- YANG HARUS DIKERJAKAN
Skalakan setiap koordinat pada jawaban dengan faktor 0,5, lalu tuliskan kembali seluruh baris data mulai dari baris yang memuat "Objective — one point on each instance of the farm" sampai dengan baris terakhir data, dan hanya baris-baris itu. Bulatkan hasilnya ke bilangan bulat terdekat, dengan nilai setengah dibulatkan ke atas.

■ ■ ■ ■ ■

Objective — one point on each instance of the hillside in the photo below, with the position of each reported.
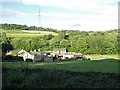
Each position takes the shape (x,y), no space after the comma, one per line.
(99,42)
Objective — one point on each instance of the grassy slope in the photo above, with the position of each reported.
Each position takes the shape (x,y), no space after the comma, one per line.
(65,74)
(108,66)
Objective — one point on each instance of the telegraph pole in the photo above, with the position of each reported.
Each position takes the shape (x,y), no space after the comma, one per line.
(39,26)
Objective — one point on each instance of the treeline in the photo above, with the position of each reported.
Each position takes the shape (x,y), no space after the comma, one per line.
(6,26)
(99,42)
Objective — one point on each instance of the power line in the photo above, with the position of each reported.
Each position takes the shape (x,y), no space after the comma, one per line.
(39,27)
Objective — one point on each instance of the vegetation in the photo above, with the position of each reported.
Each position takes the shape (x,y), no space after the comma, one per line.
(65,74)
(76,41)
(99,72)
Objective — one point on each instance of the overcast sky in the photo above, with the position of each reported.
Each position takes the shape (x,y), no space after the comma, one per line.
(87,15)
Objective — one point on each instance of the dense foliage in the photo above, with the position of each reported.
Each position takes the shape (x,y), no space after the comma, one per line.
(99,42)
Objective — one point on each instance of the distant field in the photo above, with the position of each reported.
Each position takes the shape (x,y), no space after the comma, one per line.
(99,57)
(25,33)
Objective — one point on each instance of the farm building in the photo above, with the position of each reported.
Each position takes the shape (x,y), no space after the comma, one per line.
(59,51)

■ ■ ■ ■ ■

- PENYELESAIAN TUGAS
Objective — one point on each instance of the farm building in the photo above, with the position of each reported.
Each position takes the shape (x,y), no space after the comma, one per line.
(30,26)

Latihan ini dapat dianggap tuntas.